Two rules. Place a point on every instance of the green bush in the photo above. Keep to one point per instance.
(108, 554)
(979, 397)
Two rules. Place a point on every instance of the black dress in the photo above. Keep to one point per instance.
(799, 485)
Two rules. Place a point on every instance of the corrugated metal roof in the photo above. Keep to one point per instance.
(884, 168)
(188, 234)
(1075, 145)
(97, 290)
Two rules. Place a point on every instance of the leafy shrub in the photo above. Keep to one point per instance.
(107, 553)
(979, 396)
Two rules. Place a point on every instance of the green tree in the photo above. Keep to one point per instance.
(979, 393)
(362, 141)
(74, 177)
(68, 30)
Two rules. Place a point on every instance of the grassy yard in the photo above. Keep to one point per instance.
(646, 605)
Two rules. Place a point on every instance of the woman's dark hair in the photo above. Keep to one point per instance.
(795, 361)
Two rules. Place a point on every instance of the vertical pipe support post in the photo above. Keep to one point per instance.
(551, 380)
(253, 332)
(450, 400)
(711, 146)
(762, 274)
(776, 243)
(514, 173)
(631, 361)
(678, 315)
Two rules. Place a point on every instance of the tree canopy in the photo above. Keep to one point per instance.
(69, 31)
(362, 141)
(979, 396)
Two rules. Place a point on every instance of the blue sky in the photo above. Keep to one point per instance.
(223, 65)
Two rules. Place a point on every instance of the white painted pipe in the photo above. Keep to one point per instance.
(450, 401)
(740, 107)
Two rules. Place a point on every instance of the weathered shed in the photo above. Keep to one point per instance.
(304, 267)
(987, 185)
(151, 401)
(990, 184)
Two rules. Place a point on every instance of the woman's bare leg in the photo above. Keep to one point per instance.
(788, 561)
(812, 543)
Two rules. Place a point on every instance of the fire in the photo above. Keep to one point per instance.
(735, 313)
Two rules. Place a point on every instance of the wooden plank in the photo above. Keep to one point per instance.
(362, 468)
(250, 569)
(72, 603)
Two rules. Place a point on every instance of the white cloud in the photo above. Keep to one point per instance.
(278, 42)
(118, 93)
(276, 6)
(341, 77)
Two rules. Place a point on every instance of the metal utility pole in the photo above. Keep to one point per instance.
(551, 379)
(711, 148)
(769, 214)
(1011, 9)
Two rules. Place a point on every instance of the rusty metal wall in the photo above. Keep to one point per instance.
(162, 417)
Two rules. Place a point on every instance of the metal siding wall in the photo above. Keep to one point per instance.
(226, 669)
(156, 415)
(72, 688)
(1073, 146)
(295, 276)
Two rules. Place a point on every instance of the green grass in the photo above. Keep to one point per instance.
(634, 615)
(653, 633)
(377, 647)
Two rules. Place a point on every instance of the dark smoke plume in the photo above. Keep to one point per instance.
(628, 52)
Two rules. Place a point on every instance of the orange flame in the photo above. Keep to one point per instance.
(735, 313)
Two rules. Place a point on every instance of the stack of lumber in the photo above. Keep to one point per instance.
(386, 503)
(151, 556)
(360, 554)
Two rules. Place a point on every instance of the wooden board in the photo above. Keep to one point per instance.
..........
Exactly the lines from the line holding "Two rules. Place a point on every instance of the fire" through the close of the listing above make up the answer; include nothing else.

## [OUTPUT FOR THIS TASK]
Two rules. Place a point on every instance of the fire in the photo above. Keep to one point per instance.
(735, 313)
Two rules. Place a point on every instance of the wooden plank in the photo above. Keep to one point per instance.
(362, 468)
(250, 569)
(72, 603)
Two rules. Place a point on every instance of the white cloud in the photo above. Keep to one point per instance.
(278, 42)
(118, 93)
(276, 6)
(341, 77)
Two rules. Place a point on every instance of the metal utility pole in the photo above. Keep to one point per instance.
(551, 379)
(711, 148)
(769, 214)
(1011, 9)
Two rules. Place a point on every instance of the rusty metal wall in the photo above. Keep to one point per instance.
(162, 417)
Two rules. Place a point on every instance of the metal siding wall in the photo above. Keep to one point per instance.
(226, 669)
(156, 415)
(72, 688)
(1073, 146)
(295, 276)
Two rules. Place a point on every instance of the green grass in the photo above. Keep to one point per instance.
(634, 615)
(653, 633)
(377, 647)
Two rules. Place a point on every instance of the dark smoke plume in the photo above. Keep to one point per instance.
(628, 52)
Two rules. Place a point on every instance of the orange flame in the photo above. Keep to one point per instance.
(735, 313)
Two rules. Place a point on every instance of the stack of lumber in the photo above. Keep to one point per instance.
(386, 503)
(151, 556)
(360, 554)
Two rules. Place a point on every instance of the wooden board in the photo above. Keep to one point per instance.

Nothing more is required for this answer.